- ЗАДАЧА ДЛЯ РЕШЕНИЯ:
Какую наибольшую долю участников каждого отборочного раунда пригласят в финал, если верить объявлению о Технокубке?

- ОТРЫВОК ТЕКСТА:

Регистрация на олимпиаду Технокубок еще открыта. Победителей и призеров олимпиады ждут значительные квоты при поступлении в престижные технические вузы России и ценные призы! Если вы — школьник 8-11 классов и пока не зарегистрировались на Технокубок, то самое время сделать это:
Зарегистрироваться на олимпиаду →
После регистрации на олимпиаду не забудьте зарегистрироваться на Отборочный Раунд!
В финал соревнования будут приглашены лучшие участники каждого из отборочных раундов (но не более 45% от общего числа участников раунда).
Спасибо MrKaStep, komendart, veschii_nevstrui, bixind, AndreySergunin и DPR-pavlin за подготовку задач Технокубка, а также Lewin, любезно предложившему последнюю задачу. Также спасибо zemen и AlexFetisov за тестирование раунда.
Желаем удачи на олимпиаде,
команда Технокубка.

- ВЫДЕРЖКА ИЗ ДАННЫХ:
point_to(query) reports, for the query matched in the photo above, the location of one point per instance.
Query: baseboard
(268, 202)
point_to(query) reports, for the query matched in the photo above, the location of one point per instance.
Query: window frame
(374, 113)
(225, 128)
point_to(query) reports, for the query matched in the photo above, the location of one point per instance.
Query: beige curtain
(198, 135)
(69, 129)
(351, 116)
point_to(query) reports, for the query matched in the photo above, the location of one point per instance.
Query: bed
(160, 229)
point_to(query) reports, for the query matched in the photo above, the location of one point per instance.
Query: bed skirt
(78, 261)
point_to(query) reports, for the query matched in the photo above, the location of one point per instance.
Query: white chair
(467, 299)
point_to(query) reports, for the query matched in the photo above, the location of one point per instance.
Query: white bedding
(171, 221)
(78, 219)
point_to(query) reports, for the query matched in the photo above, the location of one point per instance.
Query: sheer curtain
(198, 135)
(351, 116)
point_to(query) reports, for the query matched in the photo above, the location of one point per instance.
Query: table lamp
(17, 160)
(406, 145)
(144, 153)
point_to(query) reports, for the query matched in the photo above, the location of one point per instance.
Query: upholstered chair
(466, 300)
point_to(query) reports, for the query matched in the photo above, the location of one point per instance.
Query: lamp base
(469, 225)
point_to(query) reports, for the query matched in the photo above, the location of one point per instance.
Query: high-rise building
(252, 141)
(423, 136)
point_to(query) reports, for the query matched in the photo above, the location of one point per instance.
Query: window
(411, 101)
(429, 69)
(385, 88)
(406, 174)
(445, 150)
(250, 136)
--
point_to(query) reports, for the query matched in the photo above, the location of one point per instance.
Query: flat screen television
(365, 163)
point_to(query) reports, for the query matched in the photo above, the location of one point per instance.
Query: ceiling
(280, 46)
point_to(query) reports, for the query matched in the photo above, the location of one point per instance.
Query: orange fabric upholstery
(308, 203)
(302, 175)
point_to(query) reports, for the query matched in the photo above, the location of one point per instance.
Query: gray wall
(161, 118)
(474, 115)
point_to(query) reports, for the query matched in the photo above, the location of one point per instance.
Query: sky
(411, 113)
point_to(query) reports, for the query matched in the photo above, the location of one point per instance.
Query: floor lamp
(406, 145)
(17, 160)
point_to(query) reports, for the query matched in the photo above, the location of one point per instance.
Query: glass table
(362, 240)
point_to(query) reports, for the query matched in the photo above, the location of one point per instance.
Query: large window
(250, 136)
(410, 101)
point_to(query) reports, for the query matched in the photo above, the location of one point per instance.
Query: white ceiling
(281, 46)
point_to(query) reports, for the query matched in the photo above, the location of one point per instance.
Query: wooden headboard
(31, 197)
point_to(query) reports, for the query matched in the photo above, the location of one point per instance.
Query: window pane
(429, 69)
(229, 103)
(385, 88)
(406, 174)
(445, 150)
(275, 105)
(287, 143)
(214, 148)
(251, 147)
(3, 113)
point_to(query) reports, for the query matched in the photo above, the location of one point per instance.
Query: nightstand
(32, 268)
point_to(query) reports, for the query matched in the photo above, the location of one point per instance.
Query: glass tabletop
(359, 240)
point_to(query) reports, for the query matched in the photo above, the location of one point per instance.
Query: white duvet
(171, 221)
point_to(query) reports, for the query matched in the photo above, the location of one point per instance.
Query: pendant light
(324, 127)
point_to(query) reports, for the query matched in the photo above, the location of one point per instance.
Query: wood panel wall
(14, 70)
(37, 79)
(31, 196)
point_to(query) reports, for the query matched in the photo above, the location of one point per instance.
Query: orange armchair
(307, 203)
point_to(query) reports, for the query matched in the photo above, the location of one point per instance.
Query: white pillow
==
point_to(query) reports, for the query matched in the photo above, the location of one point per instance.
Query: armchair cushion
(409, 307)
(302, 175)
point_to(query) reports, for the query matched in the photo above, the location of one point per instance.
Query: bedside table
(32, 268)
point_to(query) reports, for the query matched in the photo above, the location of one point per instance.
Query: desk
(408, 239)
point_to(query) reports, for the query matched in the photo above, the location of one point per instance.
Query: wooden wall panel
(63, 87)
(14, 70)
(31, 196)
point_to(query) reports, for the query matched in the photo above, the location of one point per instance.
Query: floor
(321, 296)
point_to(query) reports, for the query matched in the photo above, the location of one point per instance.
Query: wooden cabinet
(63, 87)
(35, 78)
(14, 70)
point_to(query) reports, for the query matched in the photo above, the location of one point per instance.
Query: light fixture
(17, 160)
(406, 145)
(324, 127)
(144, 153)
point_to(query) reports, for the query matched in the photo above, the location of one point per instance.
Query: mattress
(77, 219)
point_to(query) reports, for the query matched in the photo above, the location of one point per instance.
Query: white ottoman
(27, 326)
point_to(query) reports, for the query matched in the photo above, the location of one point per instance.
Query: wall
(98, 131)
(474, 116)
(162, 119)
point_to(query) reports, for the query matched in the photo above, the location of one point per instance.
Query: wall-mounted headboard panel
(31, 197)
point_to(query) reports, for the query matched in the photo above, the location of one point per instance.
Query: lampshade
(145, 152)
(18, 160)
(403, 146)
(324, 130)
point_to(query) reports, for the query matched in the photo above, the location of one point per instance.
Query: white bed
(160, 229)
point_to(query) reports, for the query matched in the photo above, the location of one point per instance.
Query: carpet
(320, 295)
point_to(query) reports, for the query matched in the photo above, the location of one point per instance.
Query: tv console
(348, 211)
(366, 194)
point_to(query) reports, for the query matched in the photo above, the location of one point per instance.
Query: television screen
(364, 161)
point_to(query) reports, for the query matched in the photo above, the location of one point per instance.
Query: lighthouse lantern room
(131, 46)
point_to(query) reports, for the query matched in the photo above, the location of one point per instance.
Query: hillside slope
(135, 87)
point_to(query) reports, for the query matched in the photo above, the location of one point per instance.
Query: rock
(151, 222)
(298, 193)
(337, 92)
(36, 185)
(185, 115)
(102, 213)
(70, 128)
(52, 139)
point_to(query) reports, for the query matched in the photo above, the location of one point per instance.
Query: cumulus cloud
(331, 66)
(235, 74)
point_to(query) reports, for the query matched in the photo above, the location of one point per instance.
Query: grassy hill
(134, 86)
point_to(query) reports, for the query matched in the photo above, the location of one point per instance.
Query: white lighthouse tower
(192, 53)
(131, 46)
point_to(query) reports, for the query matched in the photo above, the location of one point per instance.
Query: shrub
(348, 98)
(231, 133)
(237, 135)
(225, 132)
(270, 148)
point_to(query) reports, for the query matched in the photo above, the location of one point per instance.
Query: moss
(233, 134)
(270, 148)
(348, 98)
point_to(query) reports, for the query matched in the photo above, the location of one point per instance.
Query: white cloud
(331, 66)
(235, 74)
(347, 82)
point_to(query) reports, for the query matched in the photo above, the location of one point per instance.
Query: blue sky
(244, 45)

- РЕШЁННАЯ ЗАДАЧА:
Не более 45% от общего числа участников раунда.